What to do -
A. List the title of every blog post named in the Hawai'i blog compilation.
B. Extend the Hawai'i blog compilation from its final sentence onward.

Since last summer I've been working on a blog series based on the geology, natural history, and anthropology of the Hawaiian Islands, loosely based on our field studies class last summer. There are a lot of stories told by these isolated islands in the middle of the Pacific Ocean. I finally reached the (possible) end of the series yesterday, and so today I'm putting together a compilation of the posts (click on the titles to get to each blog).
The Hawai'i That Was: A New Blog Series
This was the opening post that described what I hoped to do with the series. It included a picture of the Gardiner Pinnacles, the last bit of volcanic rock in the Hawaiian chain of islands. This bit of rock is the final remnant of an island that may have rivaled Kaua'i or Maui in size.
The Hawai'i That Was: To know what was we need to know Hawai'i today
I remember that the location and relative size of the islands meant little to me until I actually visited. In this post I laid out the geography of the main islands of the chain.
The Hawai'i That Was: Why Should We Care?
We are often far too ignorant of our dependence on the land and resources, and forget that they can be abused and wasted. All human societies alter the landscapes that they occupy to increase their chances for survival, and some are more successful than others. Hawai'i is a microcosm of the human experience on Earth.
The Hawai'i That Was: The Beginning of All Things, (Ba)salt of the Earth
Hawai'i begins and ends with basalt, the product of the partial melting in the mantle of the Earth. Basalt is the foundation on which the entire story of Hawai'i is written.

Provided material -
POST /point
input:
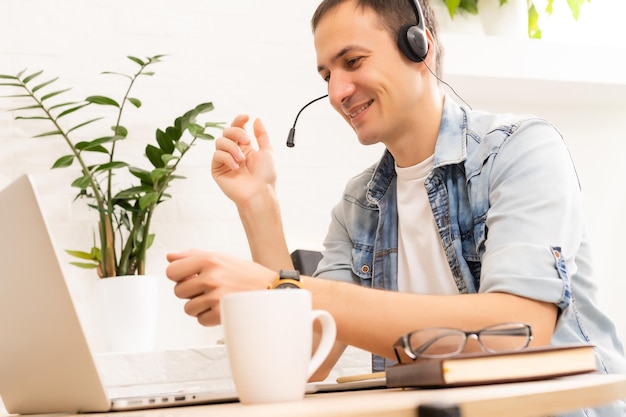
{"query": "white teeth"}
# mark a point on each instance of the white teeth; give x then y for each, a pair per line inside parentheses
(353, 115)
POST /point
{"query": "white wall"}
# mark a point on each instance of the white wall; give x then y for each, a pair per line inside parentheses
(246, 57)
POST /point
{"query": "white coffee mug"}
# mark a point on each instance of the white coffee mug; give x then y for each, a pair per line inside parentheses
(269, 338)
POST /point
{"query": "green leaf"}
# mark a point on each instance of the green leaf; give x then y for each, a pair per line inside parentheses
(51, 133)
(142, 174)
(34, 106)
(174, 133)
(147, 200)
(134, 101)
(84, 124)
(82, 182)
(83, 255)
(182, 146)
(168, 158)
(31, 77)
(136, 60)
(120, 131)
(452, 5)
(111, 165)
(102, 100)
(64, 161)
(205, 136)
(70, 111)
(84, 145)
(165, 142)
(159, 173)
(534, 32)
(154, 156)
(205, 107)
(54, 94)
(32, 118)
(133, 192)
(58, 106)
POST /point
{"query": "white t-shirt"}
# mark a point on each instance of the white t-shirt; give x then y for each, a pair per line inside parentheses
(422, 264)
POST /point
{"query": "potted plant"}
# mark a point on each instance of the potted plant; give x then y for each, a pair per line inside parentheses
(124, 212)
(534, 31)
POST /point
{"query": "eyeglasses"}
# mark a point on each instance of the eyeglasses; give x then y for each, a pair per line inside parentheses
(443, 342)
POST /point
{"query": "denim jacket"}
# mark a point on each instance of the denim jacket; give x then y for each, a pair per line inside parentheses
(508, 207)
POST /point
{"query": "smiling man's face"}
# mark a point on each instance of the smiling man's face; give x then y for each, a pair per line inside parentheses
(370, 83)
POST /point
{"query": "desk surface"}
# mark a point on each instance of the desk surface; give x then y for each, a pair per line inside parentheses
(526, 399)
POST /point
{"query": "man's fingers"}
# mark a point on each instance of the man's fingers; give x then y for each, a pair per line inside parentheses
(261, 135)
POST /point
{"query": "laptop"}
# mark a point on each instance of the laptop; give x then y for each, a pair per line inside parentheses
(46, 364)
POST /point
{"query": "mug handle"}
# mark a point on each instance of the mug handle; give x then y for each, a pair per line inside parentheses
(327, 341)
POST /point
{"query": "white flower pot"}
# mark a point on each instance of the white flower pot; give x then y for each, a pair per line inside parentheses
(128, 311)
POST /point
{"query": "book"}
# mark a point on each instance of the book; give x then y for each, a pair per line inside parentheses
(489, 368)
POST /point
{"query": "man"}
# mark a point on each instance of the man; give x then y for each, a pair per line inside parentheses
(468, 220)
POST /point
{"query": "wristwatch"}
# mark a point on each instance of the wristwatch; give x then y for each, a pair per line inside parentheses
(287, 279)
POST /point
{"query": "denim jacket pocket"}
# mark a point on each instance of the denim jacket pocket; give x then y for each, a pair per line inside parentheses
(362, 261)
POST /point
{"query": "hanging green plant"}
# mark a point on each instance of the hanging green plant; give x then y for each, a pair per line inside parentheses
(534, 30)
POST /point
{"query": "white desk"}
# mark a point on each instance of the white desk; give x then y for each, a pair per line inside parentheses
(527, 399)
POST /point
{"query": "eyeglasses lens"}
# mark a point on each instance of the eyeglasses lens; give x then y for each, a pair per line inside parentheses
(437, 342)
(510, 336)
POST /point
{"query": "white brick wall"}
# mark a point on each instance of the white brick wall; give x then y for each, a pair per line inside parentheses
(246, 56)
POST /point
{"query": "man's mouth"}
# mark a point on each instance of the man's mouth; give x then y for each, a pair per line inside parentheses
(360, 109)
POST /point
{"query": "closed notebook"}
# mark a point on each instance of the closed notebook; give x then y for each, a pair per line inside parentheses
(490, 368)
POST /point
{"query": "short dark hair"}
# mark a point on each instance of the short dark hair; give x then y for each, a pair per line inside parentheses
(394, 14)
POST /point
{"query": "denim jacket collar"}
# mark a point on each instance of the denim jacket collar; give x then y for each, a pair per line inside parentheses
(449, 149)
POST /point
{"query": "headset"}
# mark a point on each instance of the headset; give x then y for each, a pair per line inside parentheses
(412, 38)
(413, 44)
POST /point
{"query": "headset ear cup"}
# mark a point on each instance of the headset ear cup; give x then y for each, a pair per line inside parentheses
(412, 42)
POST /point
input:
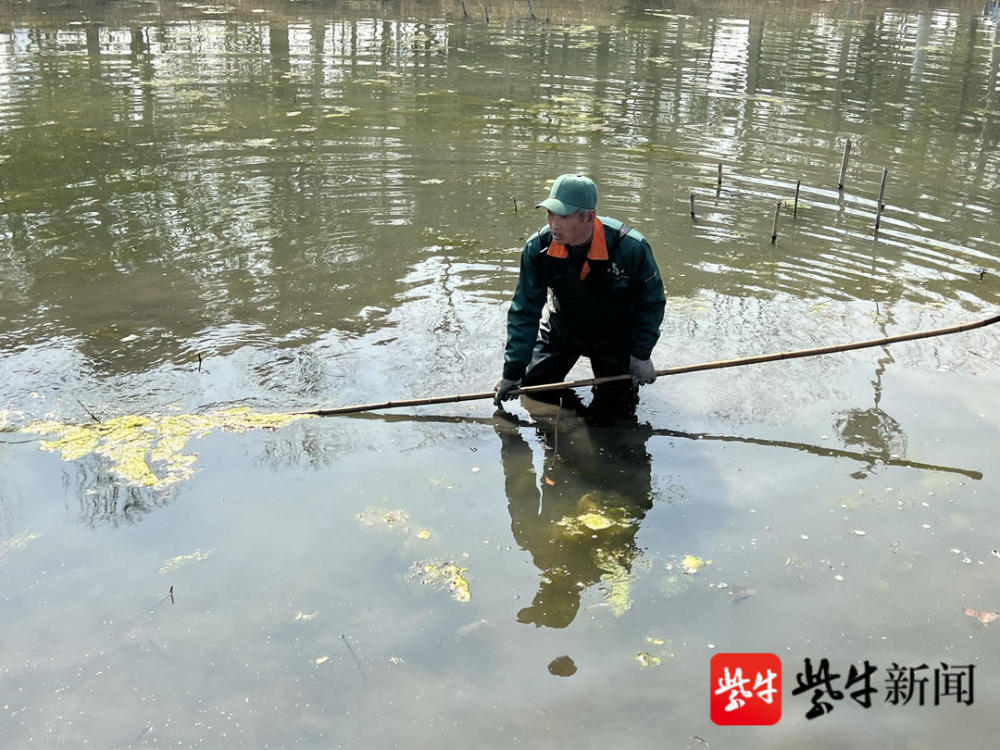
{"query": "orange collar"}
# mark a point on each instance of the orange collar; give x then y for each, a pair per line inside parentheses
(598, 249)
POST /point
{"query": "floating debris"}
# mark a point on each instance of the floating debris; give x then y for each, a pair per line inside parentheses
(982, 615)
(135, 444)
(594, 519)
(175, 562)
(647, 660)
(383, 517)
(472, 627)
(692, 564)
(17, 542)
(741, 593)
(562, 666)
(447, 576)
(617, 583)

Results in order -
A.
- The Hawai'i That Was: A New Blog Series
- The Hawai'i That Was: To know what was we need to know Hawai'i today
- The Hawai'i That Was: Why Should We Care?
- The Hawai'i That Was: The Beginning of All Things, (Ba)salt of the Earth

B.
The Hawai'i That Was: The Abode of the Gods and Creation at Kilauea
Kilauea is the site of Hawaii's ongoing eruptive active, 33 years and counting. We saw some spectacular spattering when we visited at night. The video is in this post.
The lava lake in Kilauea Iki in 1959. We walked across it last summer |
The Hawai'i That Was: Walking a Lake of Fire in "the Little Source of Great Spewing"
In 1959, a huge eruption produced gigantic columns of spewing lava and filled a depression creating a lake of fire. It's still hot today nearly 60 years later. We walked across the abyss.
The Hawai'i That Was: Pu'u O'o, the Volcano We Couldn't See
The present day lava flows at Kilauea originate at a vent called Pu'u O'o a few miles east of the summit. We didn't get to see it on this trip, but I flew right over it in 2009. Here are the pictures!
The Hawai'i That Was: Living on Uncertain Ground - The First Human Wave Arrives
Hawai'i was one of the last uninhabited places on planet Earth. We get a first look at what life was like for the earliest colonizers, and begin to understand how they changed the islands.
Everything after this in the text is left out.